::: EXCERPTED DATA :::

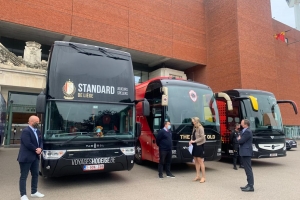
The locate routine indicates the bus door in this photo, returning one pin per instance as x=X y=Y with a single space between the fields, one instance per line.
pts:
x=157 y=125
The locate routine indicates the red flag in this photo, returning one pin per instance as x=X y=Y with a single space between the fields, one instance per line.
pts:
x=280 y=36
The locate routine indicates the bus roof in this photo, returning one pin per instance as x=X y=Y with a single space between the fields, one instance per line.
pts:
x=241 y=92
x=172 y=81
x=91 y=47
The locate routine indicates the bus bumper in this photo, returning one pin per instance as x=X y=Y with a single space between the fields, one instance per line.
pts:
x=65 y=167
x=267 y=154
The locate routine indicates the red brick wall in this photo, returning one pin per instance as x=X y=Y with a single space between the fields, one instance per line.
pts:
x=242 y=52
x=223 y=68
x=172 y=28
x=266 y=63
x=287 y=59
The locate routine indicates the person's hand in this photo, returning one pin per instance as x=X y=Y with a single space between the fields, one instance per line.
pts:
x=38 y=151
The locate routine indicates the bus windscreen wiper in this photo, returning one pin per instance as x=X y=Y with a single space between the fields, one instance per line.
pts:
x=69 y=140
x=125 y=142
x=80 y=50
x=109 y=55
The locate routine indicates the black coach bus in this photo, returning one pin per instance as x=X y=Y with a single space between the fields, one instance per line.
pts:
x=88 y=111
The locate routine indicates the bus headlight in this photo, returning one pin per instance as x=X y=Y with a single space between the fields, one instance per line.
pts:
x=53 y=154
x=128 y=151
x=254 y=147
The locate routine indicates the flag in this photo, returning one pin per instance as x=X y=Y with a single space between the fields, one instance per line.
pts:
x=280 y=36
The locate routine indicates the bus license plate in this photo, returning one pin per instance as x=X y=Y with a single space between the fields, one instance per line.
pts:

:::

AIM: Could you give again exactly the lines from the line containing "The locate routine indicates the person's" through the final line of the data above, and no others?

SOLUTION FOR THIS TASK:
The locate routine indicates the person's hand in this photo, returning one pin per instance as x=X y=Y with a single space between the fields, one instance per line.
pts:
x=38 y=151
The locate routine indicates the bus windscreen wiper in this photo, returning one pin per instance as x=X y=Y with a single space between the fields, one instance per line.
pts:
x=69 y=140
x=125 y=142
x=80 y=50
x=109 y=55
The locate routine indicates the black coach bus in this photo, returning one pin per instance as x=X y=Y with a single space between the fields, one instance per line.
pts:
x=88 y=111
The locate routine indicates the bus headlight in this photo, returning one pin per instance as x=X y=Y with a single space between the fields, one instance per line.
pts:
x=53 y=154
x=128 y=151
x=254 y=147
The locate routine indicates the flag in this photo, returning one pin per instance as x=X y=Y with a single space between the fields, one instance per line.
pts:
x=280 y=36
The locate routine indicates the bus license plate in this photo, returning one pin per instance as x=X y=Y with a single space between the fields, one instance per line.
pts:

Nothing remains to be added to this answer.